■ **WHAT YOU SHOULD DO**: Could you please output only the lines from the one holding "Note: for this drill, pin each instance of the rope" through the end of the listing below, exactly as written and without pictures?

■ **EXERCISE INPUTS**:

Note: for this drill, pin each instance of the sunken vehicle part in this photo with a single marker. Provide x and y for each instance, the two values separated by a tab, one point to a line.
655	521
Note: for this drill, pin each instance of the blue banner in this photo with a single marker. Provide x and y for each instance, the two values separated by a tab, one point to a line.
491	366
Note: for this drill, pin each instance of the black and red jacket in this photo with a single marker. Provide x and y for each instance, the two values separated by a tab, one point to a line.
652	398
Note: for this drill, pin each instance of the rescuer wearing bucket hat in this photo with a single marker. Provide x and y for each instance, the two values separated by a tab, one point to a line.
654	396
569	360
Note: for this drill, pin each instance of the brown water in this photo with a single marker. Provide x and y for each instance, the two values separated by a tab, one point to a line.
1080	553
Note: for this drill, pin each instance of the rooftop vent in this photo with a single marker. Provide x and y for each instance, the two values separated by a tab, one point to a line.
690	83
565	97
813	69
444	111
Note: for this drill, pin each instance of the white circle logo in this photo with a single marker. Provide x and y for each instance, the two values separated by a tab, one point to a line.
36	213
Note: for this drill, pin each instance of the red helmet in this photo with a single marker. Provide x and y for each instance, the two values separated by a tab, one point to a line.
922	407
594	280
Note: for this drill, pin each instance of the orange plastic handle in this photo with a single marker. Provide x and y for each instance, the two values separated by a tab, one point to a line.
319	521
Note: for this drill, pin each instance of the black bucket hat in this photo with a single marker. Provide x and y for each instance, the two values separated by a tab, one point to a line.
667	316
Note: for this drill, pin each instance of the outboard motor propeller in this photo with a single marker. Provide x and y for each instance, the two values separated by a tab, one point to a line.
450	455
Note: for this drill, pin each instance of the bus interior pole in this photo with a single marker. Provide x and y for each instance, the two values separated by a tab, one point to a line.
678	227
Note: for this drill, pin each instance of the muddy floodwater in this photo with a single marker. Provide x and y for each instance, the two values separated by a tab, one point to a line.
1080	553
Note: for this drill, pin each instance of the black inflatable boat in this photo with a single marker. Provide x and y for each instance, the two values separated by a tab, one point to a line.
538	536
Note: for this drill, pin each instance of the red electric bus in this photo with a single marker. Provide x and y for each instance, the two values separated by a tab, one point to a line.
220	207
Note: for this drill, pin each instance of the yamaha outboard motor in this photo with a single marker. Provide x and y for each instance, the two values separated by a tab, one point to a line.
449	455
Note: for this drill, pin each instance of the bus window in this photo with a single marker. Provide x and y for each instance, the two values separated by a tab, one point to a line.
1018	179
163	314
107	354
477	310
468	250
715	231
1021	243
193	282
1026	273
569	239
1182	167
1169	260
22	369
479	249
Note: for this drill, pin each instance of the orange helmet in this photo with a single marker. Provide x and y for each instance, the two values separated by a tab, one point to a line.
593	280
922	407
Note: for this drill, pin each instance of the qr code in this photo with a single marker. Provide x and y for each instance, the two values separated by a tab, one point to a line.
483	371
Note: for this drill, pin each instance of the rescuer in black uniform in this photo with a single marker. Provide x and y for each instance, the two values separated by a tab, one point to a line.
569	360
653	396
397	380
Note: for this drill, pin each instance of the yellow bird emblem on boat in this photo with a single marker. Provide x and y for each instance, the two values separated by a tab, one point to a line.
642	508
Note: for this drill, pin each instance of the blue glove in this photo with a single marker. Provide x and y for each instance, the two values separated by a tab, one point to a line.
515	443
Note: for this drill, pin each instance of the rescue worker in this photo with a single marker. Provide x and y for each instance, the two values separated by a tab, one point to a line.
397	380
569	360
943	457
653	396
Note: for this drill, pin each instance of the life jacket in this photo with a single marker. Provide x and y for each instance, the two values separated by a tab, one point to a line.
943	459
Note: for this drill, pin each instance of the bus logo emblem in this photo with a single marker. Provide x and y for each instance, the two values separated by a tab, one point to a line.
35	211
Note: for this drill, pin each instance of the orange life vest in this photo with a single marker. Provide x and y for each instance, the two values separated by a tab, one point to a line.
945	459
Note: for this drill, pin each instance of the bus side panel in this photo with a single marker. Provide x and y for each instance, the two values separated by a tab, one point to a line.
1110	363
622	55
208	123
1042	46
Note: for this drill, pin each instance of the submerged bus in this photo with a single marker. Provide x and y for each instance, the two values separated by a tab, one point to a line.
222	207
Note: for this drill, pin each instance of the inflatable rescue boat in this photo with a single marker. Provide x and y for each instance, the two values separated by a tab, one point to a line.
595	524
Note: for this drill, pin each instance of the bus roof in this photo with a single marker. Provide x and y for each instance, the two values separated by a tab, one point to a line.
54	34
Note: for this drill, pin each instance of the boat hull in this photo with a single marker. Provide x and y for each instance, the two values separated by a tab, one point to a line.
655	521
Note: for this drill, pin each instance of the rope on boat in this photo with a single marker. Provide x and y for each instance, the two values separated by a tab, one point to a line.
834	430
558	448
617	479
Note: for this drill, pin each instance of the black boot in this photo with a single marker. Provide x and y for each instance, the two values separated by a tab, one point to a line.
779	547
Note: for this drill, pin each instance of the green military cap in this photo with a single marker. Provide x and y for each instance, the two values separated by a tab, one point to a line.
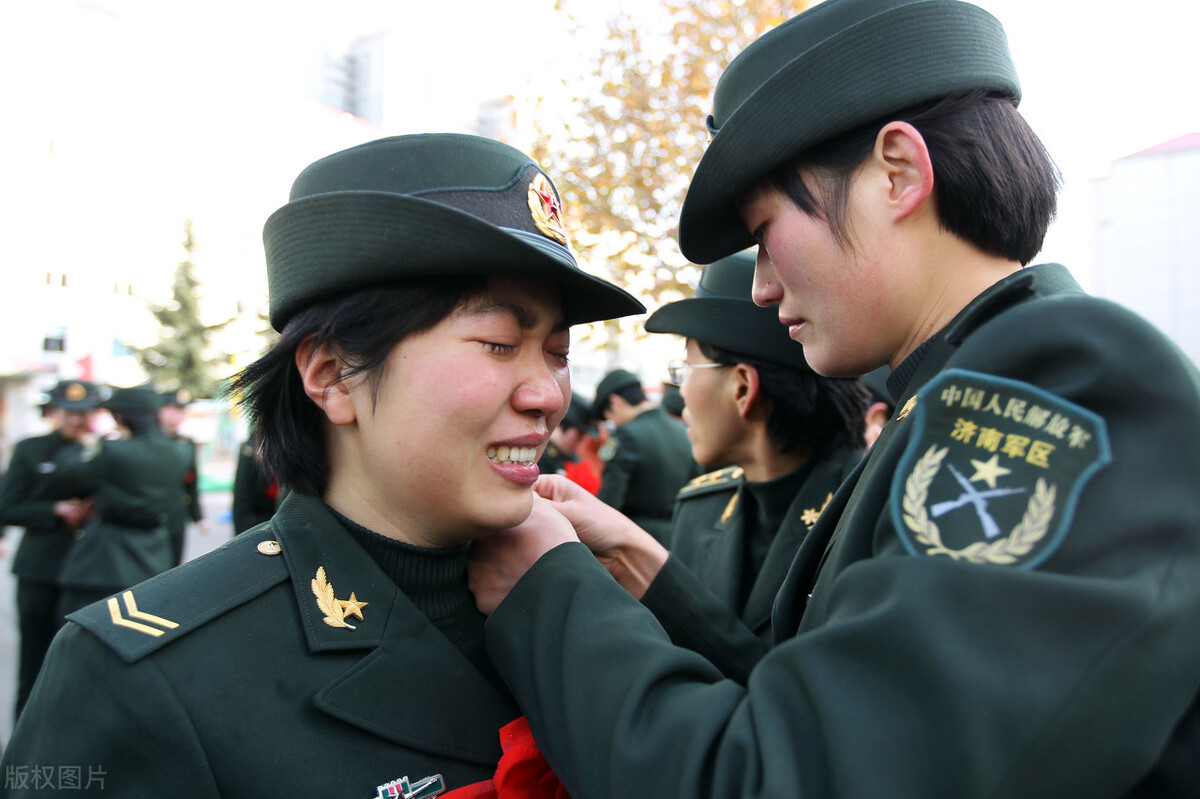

■ **EXPECTED ANSWER**:
Note: for this drill, pin each instance of the rope on boat in this photo with a single marker. Provide x and y for each instance, the two values separated by a tab, one point to a line.
834	430
558	448
617	479
Note: for this drill, pin each instance of the black boot in this photo with a single marker. Provide x and y for each instance, the two values separated by a tab, one point to a line.
779	547
Note: for this drill, pin each instance of the green military cap in this photo with a single marker. Provide x and y for each instance, the two values separated by a tab, one point to a line.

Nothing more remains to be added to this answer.